WHAT YOU WILL DO
Reprint every line of the data, keeping each character intact.

Start of EXERCISE MATERIALS

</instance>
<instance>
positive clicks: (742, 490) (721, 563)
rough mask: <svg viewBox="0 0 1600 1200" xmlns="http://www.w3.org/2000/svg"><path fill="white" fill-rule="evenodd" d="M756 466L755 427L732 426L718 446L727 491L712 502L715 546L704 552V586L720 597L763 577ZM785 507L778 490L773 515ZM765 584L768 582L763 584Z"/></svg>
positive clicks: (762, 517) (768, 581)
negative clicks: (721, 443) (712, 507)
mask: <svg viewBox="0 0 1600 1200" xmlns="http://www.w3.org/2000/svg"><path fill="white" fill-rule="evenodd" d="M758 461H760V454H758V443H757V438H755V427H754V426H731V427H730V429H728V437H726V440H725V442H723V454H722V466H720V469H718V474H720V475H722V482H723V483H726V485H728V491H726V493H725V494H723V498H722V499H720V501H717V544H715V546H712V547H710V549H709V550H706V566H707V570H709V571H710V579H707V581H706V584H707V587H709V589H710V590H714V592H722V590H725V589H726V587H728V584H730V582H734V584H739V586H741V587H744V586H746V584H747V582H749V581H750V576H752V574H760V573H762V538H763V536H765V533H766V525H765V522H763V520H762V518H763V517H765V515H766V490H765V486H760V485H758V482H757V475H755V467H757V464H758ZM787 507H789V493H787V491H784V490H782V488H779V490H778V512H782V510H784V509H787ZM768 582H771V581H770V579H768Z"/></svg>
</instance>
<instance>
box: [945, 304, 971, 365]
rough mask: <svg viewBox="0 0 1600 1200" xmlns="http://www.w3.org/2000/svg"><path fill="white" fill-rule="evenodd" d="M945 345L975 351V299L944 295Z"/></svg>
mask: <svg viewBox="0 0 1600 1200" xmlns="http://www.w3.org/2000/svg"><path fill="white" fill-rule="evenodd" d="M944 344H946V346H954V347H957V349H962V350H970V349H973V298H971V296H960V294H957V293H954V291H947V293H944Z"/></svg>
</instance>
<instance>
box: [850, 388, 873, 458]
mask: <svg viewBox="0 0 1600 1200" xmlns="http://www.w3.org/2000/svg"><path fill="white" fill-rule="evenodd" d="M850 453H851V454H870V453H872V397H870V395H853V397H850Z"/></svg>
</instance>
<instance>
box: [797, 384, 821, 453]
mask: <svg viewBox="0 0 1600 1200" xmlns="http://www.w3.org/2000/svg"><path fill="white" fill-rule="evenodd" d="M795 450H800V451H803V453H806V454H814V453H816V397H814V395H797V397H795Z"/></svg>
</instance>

End of EXERCISE MATERIALS

COMPLETED TASK
</instance>
<instance>
positive clicks: (742, 490) (721, 563)
rough mask: <svg viewBox="0 0 1600 1200" xmlns="http://www.w3.org/2000/svg"><path fill="white" fill-rule="evenodd" d="M756 466L755 427L732 426L718 446L727 491L712 502L715 546L704 552V586L720 597L763 577ZM785 507L778 490L773 515ZM765 584L768 582L763 584Z"/></svg>
positive clicks: (762, 517) (768, 581)
negative clicks: (721, 443) (712, 507)
mask: <svg viewBox="0 0 1600 1200" xmlns="http://www.w3.org/2000/svg"><path fill="white" fill-rule="evenodd" d="M758 461H760V454H758V443H757V438H755V427H754V426H731V427H730V429H728V437H726V440H725V442H723V454H722V466H720V469H718V474H720V475H722V482H723V483H726V485H728V491H726V493H725V494H723V498H722V499H720V501H717V544H715V546H712V547H710V549H709V550H706V566H707V570H709V571H710V579H707V581H706V584H707V587H709V589H710V590H714V592H722V590H725V589H726V587H728V584H730V582H734V584H739V586H741V587H744V586H746V584H747V582H749V581H750V576H752V574H760V573H762V538H763V536H765V533H766V525H765V522H763V520H762V518H763V517H765V515H766V490H765V486H760V485H758V482H757V475H755V467H757V464H758ZM787 507H789V493H787V491H784V490H782V488H779V490H778V512H782V510H784V509H787ZM768 582H771V581H770V579H768Z"/></svg>
</instance>
<instance>
box: [945, 304, 971, 365]
rough mask: <svg viewBox="0 0 1600 1200" xmlns="http://www.w3.org/2000/svg"><path fill="white" fill-rule="evenodd" d="M945 345L975 351V299L944 295Z"/></svg>
mask: <svg viewBox="0 0 1600 1200" xmlns="http://www.w3.org/2000/svg"><path fill="white" fill-rule="evenodd" d="M944 344H946V346H954V347H957V349H962V350H970V349H973V298H971V296H960V294H957V293H954V291H947V293H944Z"/></svg>
</instance>
<instance>
box: [850, 388, 873, 458]
mask: <svg viewBox="0 0 1600 1200" xmlns="http://www.w3.org/2000/svg"><path fill="white" fill-rule="evenodd" d="M850 453H851V454H870V453H872V397H870V395H853V397H850Z"/></svg>
</instance>
<instance>
box: [797, 384, 821, 453]
mask: <svg viewBox="0 0 1600 1200" xmlns="http://www.w3.org/2000/svg"><path fill="white" fill-rule="evenodd" d="M795 450H800V451H803V453H806V454H814V453H816V397H814V395H797V397H795Z"/></svg>
</instance>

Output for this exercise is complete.